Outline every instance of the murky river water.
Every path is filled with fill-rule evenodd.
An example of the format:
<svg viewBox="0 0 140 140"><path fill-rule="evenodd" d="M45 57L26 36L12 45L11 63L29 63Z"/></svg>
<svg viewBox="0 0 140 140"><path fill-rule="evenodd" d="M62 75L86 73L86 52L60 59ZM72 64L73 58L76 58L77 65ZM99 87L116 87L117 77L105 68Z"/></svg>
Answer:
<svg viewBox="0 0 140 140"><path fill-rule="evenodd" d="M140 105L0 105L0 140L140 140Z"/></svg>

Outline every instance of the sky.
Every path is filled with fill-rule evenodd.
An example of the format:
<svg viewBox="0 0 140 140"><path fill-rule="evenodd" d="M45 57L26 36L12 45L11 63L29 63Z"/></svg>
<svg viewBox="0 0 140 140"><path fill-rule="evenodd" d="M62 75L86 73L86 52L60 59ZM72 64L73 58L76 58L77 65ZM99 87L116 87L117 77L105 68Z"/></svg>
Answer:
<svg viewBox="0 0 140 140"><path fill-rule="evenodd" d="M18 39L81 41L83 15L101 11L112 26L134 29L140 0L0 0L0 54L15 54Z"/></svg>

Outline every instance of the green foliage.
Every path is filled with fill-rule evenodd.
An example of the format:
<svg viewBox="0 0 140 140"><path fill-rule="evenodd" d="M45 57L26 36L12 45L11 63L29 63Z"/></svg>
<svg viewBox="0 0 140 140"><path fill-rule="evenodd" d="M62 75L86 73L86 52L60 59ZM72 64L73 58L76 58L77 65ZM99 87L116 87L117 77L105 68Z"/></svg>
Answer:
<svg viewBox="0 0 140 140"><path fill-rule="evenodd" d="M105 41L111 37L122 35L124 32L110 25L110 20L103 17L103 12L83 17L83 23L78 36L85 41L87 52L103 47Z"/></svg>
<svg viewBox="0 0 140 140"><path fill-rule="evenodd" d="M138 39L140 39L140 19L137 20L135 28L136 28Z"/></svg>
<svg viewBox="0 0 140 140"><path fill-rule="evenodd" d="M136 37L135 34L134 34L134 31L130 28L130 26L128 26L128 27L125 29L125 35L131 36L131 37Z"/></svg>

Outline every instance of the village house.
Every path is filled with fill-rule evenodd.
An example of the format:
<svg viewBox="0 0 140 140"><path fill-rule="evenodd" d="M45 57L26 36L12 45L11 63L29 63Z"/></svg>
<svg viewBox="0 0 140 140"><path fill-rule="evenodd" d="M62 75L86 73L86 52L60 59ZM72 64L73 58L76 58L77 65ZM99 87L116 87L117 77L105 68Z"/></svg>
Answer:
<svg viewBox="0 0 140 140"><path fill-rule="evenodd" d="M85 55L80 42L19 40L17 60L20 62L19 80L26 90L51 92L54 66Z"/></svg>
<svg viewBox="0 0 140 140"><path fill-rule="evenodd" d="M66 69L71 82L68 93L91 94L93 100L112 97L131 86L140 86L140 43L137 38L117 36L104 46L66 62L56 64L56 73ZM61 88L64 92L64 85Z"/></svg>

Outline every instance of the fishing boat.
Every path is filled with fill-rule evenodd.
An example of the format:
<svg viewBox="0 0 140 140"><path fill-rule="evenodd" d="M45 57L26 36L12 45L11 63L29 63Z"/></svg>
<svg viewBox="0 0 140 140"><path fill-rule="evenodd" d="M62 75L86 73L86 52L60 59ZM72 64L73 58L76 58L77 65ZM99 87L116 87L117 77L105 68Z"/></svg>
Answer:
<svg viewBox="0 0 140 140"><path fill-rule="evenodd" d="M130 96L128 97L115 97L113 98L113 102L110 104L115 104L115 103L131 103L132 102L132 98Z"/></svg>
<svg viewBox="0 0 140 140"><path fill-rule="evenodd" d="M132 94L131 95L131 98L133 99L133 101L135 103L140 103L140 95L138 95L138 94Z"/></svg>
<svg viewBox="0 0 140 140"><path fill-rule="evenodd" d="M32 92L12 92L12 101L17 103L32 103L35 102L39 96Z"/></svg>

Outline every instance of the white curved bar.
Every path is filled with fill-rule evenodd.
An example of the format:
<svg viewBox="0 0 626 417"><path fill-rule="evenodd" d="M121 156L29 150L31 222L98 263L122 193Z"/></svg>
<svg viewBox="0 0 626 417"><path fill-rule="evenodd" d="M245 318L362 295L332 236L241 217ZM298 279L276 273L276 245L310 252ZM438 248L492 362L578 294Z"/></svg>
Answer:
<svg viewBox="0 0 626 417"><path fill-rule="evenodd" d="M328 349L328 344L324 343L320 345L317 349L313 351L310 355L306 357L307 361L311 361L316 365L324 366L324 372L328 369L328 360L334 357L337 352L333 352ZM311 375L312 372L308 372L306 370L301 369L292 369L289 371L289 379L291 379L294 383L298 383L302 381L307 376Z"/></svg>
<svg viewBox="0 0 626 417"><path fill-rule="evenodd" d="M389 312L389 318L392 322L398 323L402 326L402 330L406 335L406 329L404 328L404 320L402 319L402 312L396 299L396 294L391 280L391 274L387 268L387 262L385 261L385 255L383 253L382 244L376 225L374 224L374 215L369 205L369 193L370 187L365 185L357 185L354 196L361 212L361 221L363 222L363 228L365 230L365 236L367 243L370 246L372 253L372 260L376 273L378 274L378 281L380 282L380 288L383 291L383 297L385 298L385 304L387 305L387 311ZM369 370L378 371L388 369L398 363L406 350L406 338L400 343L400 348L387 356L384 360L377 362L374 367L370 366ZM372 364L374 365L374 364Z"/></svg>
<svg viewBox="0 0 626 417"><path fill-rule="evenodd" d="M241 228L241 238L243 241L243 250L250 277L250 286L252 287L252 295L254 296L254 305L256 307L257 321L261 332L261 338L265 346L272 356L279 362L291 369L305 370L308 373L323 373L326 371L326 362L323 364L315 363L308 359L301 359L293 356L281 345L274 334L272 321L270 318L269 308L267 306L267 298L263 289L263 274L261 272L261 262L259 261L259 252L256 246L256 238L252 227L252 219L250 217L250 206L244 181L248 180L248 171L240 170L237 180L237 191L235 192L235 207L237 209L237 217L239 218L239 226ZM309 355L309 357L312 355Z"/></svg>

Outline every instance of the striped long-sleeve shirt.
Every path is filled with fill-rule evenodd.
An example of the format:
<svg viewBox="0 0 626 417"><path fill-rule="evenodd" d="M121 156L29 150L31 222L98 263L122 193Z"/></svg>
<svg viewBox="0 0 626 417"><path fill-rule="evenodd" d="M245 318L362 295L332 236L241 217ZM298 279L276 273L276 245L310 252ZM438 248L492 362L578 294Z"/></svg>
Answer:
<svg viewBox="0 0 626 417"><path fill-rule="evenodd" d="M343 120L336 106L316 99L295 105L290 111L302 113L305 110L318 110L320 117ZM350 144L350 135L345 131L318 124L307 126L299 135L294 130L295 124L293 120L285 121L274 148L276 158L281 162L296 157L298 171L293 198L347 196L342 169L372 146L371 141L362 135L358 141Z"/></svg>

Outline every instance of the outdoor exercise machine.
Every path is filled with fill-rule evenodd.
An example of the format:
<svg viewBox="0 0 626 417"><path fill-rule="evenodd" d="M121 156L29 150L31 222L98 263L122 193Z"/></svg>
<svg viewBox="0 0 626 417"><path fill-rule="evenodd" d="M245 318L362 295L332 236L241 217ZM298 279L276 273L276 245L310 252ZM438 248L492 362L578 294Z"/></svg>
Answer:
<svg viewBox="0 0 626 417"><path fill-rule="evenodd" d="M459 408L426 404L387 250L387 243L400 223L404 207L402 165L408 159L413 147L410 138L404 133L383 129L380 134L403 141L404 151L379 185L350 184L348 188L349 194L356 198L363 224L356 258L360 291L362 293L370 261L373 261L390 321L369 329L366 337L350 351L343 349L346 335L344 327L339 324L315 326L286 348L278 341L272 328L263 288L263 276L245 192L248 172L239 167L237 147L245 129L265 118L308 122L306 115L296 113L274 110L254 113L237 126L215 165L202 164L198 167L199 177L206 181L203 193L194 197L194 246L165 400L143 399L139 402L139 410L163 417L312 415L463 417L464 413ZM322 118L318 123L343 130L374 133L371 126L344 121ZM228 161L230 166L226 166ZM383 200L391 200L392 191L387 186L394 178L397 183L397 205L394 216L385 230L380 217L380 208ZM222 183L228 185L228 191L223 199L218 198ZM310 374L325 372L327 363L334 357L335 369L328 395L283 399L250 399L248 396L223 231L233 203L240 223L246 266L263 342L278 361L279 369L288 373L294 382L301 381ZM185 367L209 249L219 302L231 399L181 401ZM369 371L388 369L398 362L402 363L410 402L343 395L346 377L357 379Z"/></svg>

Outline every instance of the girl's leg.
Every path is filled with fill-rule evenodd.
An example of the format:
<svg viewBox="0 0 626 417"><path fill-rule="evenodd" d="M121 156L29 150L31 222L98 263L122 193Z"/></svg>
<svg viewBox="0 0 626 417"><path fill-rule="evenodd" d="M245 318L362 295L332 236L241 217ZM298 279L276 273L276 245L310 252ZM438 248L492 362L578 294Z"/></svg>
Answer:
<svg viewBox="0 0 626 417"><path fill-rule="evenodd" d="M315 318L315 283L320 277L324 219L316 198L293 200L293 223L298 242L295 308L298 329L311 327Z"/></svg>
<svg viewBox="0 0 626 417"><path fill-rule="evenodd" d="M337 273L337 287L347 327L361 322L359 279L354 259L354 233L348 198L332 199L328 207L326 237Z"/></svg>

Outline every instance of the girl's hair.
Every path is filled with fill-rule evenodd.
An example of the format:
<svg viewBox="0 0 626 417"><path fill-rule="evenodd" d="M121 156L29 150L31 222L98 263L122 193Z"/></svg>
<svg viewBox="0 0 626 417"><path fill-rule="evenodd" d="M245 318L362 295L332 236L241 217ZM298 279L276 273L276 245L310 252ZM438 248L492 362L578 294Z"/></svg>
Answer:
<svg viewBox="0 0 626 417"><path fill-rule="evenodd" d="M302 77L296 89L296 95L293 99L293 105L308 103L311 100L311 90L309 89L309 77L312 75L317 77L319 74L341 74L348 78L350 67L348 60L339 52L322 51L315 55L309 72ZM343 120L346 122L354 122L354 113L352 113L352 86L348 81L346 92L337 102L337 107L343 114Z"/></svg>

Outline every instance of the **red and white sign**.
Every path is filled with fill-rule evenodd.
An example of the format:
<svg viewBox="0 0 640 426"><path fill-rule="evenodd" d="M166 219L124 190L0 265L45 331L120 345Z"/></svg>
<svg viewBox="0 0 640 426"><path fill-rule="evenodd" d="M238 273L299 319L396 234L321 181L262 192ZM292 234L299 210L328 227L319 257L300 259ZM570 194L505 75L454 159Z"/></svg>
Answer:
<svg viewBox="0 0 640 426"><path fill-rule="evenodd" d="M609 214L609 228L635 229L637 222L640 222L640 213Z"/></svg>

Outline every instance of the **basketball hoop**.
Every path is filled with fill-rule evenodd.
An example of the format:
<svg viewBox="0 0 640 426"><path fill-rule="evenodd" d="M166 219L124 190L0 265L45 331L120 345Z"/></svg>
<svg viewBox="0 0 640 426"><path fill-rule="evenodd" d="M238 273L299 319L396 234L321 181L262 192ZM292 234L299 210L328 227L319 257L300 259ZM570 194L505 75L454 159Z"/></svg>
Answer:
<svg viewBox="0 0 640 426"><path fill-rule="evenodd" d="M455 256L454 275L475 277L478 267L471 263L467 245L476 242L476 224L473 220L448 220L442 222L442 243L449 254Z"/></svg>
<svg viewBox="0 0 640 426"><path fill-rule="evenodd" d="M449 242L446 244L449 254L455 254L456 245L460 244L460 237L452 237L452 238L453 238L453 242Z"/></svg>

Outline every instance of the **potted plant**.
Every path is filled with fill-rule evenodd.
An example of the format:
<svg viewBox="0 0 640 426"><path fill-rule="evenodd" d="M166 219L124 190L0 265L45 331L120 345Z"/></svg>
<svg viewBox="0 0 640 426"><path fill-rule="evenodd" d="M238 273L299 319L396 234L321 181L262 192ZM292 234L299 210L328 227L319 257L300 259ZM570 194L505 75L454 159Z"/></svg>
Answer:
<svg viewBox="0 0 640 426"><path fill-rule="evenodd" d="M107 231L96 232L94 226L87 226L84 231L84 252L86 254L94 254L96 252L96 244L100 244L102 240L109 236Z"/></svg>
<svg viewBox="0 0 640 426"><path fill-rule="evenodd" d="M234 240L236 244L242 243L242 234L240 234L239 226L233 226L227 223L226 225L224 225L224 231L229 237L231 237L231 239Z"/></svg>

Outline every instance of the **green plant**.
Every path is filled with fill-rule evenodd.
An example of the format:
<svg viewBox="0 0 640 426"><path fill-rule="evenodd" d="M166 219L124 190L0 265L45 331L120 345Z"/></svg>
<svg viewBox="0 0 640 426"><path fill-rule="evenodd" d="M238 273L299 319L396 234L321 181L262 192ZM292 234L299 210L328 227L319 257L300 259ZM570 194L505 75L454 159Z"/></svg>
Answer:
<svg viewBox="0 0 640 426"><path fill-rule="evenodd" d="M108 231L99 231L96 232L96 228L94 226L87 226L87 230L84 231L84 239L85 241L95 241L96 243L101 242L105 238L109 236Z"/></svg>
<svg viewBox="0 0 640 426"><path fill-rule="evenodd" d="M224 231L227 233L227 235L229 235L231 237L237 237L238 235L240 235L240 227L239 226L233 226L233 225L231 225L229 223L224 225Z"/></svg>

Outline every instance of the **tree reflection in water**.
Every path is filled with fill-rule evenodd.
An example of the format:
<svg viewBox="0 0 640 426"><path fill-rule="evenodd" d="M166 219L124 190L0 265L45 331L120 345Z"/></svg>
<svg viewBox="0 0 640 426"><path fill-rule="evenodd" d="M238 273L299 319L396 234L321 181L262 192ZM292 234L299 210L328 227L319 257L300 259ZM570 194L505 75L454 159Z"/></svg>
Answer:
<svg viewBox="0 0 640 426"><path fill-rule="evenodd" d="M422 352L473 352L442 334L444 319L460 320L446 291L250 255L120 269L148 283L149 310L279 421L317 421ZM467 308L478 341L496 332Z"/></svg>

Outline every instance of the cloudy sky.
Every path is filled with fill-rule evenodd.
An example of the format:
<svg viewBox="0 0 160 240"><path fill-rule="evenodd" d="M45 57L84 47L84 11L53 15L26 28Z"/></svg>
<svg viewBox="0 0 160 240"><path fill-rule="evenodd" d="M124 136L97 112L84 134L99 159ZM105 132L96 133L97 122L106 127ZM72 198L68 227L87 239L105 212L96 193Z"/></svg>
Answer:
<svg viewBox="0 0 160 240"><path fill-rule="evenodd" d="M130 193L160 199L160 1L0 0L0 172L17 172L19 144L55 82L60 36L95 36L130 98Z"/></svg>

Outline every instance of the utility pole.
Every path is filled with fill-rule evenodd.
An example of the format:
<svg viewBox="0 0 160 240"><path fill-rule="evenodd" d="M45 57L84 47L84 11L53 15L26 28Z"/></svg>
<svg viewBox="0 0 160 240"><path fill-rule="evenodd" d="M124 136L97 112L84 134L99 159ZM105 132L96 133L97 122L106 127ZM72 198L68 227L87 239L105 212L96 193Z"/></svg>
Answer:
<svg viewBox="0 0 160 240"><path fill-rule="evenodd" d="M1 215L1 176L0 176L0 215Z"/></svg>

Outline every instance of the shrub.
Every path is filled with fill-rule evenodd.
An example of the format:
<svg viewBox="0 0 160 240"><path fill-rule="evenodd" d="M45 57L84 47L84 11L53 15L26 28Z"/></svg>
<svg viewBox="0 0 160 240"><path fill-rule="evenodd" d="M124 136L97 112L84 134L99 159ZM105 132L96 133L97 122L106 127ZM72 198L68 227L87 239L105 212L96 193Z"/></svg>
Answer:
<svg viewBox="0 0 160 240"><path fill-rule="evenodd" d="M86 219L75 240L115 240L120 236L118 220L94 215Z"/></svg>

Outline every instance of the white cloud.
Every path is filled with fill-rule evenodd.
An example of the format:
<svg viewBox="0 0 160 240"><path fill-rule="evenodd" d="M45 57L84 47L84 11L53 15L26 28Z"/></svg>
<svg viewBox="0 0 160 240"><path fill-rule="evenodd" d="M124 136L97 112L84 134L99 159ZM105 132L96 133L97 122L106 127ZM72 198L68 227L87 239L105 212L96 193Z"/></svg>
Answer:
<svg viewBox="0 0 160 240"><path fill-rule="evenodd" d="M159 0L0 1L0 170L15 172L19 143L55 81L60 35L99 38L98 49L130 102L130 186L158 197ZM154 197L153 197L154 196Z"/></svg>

# TRY IT:
Search the listing above for "white" and copy every line that has it.

# REPLY:
Outline every instance of the white curved bar.
Outline every instance of the **red and white sign**.
Outline every instance of the white cloud.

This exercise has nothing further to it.